◆ **Задание**: Продолжите приведенный ниже фрагмент об изучении эмоций прошлого с места после его последнего предложения.

Я бы сказал, что мы ищем пути, чтобы объяснить тот или иной текст, изучаем как меняется эмоция от одного периода к другому, как осуществляется конкуренция в понимании того или иного эмоционального концепта. Надо понимать, что мы далеки от эпохи, которую мы интерпретируем, и мы не можем, подобно спиритам, вызвать наших героев и попросить их дать окончательный ответ на конкретный вопрос. Вообще стремиться к пониманию прошлого нужно, но смешно наши истолкования абсолютизировать. И, кстати, когда мы начинаем играть терминами, становимся более фанатичными, чем это требуется в наших интерпретациях, — это знак того, что нужно остановиться, чуть-чуть передохнуть, посмотреть на себя со стороны. Мы работаем с очень деликатным материалом, и если сами уверуем в непогрешимость собственных истолкований или воспримем как оскорбление чье-то несогласие с нашими взглядами, то это приведет к нежелательному, с научной точки зрения, эффекту. Нам методологически требуются чувство юмора и самоирония. Что, разумеется, не снимает с нас ответственности за качество работы и выводы из нее.

◆ **Строки данных**:
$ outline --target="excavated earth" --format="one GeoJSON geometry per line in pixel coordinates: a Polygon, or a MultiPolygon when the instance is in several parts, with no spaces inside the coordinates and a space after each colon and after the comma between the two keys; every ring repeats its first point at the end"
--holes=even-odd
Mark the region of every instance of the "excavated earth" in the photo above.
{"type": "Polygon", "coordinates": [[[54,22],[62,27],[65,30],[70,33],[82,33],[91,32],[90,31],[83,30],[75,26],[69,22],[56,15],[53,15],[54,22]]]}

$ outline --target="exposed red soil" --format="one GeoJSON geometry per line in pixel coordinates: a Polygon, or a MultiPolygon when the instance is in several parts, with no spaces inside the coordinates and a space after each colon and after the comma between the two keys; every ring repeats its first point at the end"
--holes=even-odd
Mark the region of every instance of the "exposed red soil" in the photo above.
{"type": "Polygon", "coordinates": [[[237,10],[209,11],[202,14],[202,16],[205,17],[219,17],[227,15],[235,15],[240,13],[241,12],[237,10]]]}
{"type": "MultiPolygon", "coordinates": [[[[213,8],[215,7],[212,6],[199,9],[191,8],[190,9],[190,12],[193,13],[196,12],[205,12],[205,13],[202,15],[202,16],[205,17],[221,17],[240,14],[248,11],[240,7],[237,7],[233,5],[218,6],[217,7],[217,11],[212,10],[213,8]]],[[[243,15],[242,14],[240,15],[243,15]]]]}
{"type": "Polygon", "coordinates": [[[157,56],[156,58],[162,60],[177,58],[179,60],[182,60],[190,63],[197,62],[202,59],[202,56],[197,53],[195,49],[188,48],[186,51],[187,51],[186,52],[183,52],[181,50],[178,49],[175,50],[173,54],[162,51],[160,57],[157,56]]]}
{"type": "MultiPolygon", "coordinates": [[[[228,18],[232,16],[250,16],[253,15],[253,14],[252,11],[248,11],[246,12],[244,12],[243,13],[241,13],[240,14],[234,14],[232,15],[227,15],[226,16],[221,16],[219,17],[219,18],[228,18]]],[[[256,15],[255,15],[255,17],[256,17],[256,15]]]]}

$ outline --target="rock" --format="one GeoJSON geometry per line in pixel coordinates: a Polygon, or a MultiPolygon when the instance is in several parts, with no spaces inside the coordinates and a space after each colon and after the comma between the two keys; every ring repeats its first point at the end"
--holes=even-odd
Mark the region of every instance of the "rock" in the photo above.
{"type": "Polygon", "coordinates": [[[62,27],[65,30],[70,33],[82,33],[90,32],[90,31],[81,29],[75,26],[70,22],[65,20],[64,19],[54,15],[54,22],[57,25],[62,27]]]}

◆ **Готовое решение**:
Поэтому вы время от времени переключаетесь на „несерьезные” темы?

Эмоции важны для меня в своей противоположности. Когда я работаю над каким-то грустным материалом, мне необходима эмоциональная разрядка. Как у Мильтона есть «Il Penseroso» и «L’Allegro», так и у меня есть две постоянные и взаимоконтролирующие темы: первая, связанная со смехом, пародией, шутками (к которым я, впрочем, отношусь так же серьезно, как к меланхолии и печали), и вторая — серьезно-академическая (к которой я пытаюсь относиться с иронией). Та самая книжка «Утехи меланхолии», о которой я говорил раньше, была для меня такой эмоциональной отдушиной, раскрывавшей в комической форме серьезные научные и методологические проблемы и вопросы.

Вообще, у меня есть две веселые книги, и они очень разные.

Расскажите о них.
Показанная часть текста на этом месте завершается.